**REQUIRED ACTION**. For the word "tree", state how many lines below contain it. Give no other text.

**PROVIDED RECORDS**.
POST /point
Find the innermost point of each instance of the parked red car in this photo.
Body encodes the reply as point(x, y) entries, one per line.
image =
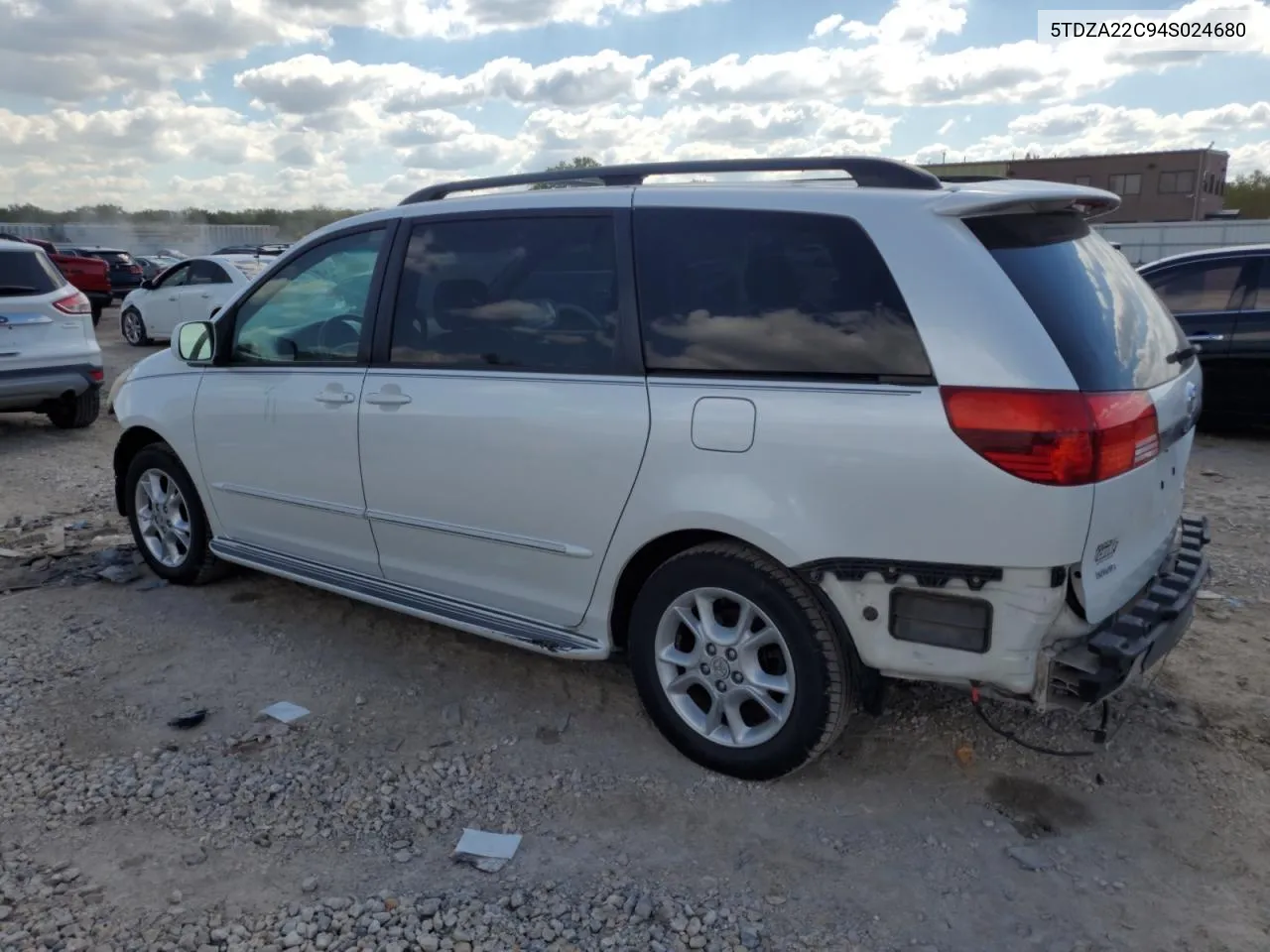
point(89, 275)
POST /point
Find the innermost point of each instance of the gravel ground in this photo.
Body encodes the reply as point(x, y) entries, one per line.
point(921, 830)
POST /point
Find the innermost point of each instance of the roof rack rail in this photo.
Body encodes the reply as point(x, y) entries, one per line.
point(867, 172)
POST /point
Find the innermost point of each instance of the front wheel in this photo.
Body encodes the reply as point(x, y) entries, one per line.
point(132, 327)
point(737, 662)
point(168, 521)
point(76, 413)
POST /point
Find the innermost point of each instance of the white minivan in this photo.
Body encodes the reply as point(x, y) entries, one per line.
point(774, 440)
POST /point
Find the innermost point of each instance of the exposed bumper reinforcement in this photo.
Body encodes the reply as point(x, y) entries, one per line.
point(1137, 638)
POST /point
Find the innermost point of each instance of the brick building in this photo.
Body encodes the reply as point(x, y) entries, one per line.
point(1179, 185)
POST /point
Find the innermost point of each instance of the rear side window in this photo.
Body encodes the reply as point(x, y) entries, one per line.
point(770, 294)
point(24, 273)
point(1106, 322)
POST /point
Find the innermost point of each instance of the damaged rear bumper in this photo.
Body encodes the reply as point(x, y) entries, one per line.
point(1137, 638)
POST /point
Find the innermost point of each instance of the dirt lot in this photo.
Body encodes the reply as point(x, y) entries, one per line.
point(921, 830)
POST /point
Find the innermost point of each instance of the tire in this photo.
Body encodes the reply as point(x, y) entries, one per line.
point(132, 327)
point(77, 413)
point(195, 563)
point(815, 710)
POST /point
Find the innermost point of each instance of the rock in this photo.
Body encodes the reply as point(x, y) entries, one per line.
point(1029, 858)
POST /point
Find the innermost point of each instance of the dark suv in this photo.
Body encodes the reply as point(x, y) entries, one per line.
point(1222, 299)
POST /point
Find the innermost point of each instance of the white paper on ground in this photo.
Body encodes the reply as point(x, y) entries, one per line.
point(488, 852)
point(285, 711)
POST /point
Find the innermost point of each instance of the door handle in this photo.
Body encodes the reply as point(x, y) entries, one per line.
point(334, 397)
point(384, 399)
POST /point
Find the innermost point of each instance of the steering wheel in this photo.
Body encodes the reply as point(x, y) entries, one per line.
point(344, 330)
point(592, 321)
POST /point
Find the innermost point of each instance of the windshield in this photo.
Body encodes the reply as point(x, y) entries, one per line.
point(24, 273)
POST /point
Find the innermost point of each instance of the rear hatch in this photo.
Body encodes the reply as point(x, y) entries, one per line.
point(1130, 357)
point(35, 330)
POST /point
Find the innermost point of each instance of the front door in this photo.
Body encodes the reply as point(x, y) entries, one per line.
point(504, 419)
point(1250, 347)
point(276, 426)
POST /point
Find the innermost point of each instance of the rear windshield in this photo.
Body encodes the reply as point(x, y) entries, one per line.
point(24, 273)
point(1107, 324)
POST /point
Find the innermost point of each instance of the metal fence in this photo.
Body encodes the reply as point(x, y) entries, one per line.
point(1150, 241)
point(149, 238)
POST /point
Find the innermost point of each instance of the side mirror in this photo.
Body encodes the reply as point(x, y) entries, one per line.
point(194, 341)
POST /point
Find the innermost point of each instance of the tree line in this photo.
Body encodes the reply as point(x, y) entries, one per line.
point(1248, 193)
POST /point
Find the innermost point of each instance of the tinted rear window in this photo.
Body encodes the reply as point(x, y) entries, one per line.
point(24, 273)
point(1107, 324)
point(770, 294)
point(113, 257)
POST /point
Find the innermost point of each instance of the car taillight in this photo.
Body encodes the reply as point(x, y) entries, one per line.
point(73, 303)
point(1058, 438)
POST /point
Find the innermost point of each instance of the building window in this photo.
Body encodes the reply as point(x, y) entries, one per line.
point(1127, 182)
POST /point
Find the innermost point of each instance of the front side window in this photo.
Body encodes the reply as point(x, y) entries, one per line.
point(207, 273)
point(1127, 184)
point(740, 293)
point(1201, 287)
point(312, 309)
point(535, 294)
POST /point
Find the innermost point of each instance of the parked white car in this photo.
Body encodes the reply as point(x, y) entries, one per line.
point(189, 291)
point(50, 359)
point(774, 440)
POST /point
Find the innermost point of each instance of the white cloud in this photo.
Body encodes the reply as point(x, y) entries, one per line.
point(312, 84)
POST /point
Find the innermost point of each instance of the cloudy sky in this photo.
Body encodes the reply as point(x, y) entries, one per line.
point(354, 103)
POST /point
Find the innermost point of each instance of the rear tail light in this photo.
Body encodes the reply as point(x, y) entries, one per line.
point(1057, 438)
point(73, 303)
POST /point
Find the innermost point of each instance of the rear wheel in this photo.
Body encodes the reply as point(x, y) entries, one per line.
point(132, 327)
point(737, 662)
point(168, 521)
point(76, 413)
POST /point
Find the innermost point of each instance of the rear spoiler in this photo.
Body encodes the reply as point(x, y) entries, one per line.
point(1016, 195)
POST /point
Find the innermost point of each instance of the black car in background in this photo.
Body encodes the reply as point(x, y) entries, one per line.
point(126, 275)
point(1220, 298)
point(261, 250)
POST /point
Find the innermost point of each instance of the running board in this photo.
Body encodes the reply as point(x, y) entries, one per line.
point(512, 630)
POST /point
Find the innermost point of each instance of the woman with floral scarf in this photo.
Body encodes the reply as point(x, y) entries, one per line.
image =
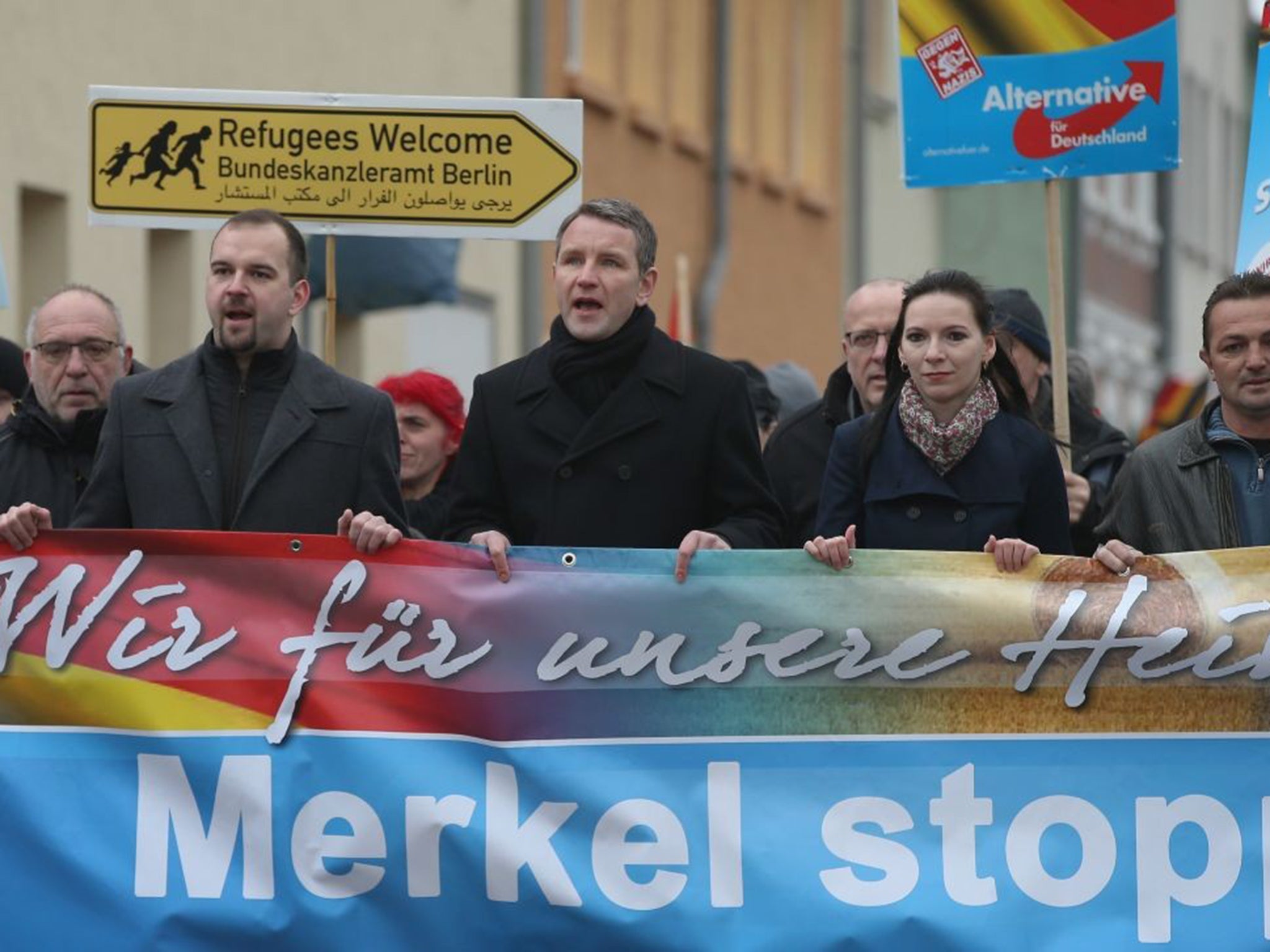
point(951, 460)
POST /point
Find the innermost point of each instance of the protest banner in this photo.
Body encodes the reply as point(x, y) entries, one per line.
point(266, 741)
point(1049, 89)
point(335, 163)
point(1038, 90)
point(1253, 253)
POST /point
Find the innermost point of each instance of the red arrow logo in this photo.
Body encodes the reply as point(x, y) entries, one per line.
point(1034, 131)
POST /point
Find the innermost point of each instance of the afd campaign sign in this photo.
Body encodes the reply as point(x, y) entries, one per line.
point(260, 742)
point(1254, 249)
point(1037, 90)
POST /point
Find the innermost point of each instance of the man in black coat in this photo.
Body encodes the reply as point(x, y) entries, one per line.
point(248, 432)
point(76, 352)
point(798, 451)
point(611, 434)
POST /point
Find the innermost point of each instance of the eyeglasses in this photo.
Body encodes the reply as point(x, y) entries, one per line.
point(864, 339)
point(94, 350)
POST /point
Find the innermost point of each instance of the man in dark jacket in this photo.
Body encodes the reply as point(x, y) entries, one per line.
point(248, 432)
point(798, 451)
point(76, 352)
point(1099, 450)
point(611, 434)
point(1203, 485)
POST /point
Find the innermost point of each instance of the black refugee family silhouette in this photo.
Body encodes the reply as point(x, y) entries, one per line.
point(156, 152)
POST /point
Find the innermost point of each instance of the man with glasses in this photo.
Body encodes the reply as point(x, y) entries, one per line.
point(799, 448)
point(75, 353)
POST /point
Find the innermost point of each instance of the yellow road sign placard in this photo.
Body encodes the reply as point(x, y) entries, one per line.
point(378, 169)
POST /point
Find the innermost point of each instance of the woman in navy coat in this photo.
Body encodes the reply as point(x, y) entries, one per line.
point(951, 460)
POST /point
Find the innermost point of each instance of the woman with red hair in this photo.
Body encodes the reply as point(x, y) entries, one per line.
point(431, 419)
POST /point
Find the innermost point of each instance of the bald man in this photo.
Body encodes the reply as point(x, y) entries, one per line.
point(75, 353)
point(799, 448)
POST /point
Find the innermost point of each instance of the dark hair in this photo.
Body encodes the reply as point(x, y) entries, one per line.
point(620, 213)
point(1001, 372)
point(766, 404)
point(298, 255)
point(1246, 286)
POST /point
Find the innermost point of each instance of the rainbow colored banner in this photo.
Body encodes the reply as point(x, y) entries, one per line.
point(266, 742)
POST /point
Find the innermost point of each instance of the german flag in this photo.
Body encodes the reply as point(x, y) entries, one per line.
point(1178, 400)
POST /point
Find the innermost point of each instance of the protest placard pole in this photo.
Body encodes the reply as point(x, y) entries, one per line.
point(329, 347)
point(1059, 322)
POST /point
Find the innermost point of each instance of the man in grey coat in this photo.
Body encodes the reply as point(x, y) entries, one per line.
point(1203, 485)
point(248, 432)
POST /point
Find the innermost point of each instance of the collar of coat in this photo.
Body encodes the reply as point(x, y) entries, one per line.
point(659, 364)
point(649, 391)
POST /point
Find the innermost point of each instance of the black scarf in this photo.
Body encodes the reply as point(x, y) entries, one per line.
point(590, 371)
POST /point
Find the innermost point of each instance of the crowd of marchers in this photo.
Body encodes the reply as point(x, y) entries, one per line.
point(935, 433)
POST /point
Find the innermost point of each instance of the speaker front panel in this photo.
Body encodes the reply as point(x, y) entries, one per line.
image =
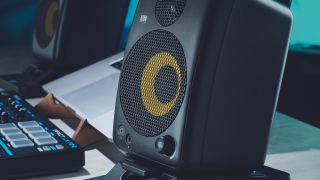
point(47, 27)
point(155, 80)
point(153, 83)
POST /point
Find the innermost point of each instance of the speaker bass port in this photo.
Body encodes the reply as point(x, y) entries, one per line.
point(128, 139)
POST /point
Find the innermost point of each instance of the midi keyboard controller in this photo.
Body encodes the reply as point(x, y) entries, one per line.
point(30, 144)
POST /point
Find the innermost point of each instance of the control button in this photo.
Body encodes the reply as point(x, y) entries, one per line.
point(4, 117)
point(53, 148)
point(6, 132)
point(165, 145)
point(8, 126)
point(17, 107)
point(121, 131)
point(39, 135)
point(45, 141)
point(22, 113)
point(60, 147)
point(21, 143)
point(26, 124)
point(46, 148)
point(33, 129)
point(128, 139)
point(15, 137)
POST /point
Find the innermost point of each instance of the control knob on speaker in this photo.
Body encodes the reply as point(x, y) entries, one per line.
point(165, 145)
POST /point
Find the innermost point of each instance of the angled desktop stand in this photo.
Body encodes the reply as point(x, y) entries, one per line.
point(84, 135)
point(123, 171)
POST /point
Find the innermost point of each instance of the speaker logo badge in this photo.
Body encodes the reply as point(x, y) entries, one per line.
point(143, 19)
point(50, 19)
point(148, 93)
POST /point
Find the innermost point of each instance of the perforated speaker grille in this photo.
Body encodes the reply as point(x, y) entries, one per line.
point(47, 21)
point(153, 83)
point(169, 11)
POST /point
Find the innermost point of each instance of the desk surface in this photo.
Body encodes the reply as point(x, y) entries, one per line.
point(294, 147)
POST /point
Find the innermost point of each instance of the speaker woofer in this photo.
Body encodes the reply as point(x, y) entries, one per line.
point(169, 11)
point(47, 21)
point(154, 80)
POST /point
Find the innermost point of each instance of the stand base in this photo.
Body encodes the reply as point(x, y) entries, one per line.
point(264, 173)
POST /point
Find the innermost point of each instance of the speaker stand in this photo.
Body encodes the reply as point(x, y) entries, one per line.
point(28, 83)
point(130, 171)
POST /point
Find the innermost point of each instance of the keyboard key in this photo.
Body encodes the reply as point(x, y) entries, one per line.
point(6, 132)
point(21, 143)
point(39, 135)
point(7, 126)
point(46, 141)
point(60, 147)
point(46, 148)
point(33, 129)
point(15, 137)
point(28, 124)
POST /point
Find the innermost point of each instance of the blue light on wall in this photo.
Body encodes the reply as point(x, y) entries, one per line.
point(128, 22)
point(306, 26)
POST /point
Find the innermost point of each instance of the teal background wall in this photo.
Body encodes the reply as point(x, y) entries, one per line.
point(306, 28)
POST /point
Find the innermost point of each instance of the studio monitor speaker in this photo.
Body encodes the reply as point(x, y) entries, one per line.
point(75, 33)
point(200, 83)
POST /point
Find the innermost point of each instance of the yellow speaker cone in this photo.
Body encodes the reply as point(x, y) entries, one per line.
point(49, 20)
point(148, 93)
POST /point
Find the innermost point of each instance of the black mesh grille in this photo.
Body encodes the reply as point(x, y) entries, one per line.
point(168, 11)
point(166, 82)
point(43, 35)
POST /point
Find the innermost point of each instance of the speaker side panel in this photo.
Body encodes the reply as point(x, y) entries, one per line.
point(246, 86)
point(46, 32)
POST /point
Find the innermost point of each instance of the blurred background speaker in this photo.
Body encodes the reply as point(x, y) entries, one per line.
point(69, 35)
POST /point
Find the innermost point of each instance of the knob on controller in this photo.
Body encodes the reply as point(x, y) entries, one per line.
point(22, 113)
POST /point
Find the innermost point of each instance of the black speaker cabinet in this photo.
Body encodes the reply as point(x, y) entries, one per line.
point(75, 33)
point(200, 82)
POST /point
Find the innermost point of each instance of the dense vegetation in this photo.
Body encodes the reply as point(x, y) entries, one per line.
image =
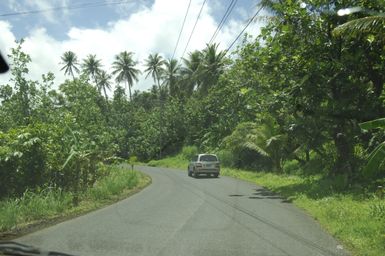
point(291, 98)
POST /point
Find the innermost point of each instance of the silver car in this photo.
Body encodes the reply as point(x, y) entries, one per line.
point(204, 164)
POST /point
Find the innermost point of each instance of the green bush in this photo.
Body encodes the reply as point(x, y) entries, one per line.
point(188, 152)
point(291, 166)
point(226, 158)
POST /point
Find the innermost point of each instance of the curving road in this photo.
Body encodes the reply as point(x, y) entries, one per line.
point(179, 215)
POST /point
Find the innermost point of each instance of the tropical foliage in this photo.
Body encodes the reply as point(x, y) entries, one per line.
point(296, 93)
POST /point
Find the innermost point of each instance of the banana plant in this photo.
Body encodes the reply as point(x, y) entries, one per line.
point(377, 157)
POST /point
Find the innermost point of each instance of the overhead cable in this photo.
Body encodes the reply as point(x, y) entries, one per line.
point(243, 30)
point(180, 32)
point(223, 20)
point(192, 32)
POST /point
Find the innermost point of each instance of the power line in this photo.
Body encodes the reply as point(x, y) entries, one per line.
point(192, 32)
point(68, 7)
point(243, 30)
point(180, 33)
point(223, 20)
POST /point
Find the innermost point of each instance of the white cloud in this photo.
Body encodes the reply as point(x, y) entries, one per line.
point(33, 5)
point(149, 30)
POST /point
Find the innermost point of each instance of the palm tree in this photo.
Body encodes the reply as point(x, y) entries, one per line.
point(91, 67)
point(104, 82)
point(190, 71)
point(370, 24)
point(124, 68)
point(171, 76)
point(70, 61)
point(212, 66)
point(154, 65)
point(264, 138)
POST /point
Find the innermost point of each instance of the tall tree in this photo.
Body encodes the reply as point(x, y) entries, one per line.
point(124, 68)
point(190, 72)
point(70, 62)
point(171, 76)
point(154, 64)
point(91, 67)
point(212, 66)
point(104, 82)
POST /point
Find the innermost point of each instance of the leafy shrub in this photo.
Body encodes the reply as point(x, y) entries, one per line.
point(226, 158)
point(188, 152)
point(291, 166)
point(377, 210)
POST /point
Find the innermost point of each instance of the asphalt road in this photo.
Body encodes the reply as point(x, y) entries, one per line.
point(179, 215)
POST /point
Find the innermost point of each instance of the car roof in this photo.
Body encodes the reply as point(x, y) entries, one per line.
point(207, 155)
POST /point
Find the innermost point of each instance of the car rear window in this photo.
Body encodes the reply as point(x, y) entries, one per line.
point(208, 158)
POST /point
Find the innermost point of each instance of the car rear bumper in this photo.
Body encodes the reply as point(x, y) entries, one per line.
point(206, 171)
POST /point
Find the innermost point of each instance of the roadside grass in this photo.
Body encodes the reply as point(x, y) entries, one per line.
point(353, 216)
point(34, 208)
point(177, 161)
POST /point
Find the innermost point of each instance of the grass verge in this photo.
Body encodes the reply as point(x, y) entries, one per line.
point(35, 210)
point(353, 216)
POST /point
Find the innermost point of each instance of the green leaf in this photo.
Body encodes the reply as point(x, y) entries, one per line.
point(373, 124)
point(375, 159)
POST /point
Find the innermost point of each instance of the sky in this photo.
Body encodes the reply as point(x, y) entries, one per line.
point(108, 27)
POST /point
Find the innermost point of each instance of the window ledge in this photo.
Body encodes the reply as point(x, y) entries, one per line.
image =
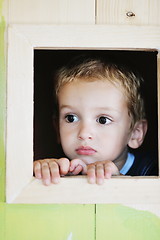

**RESPONSE TO THE EXERCISE**. 3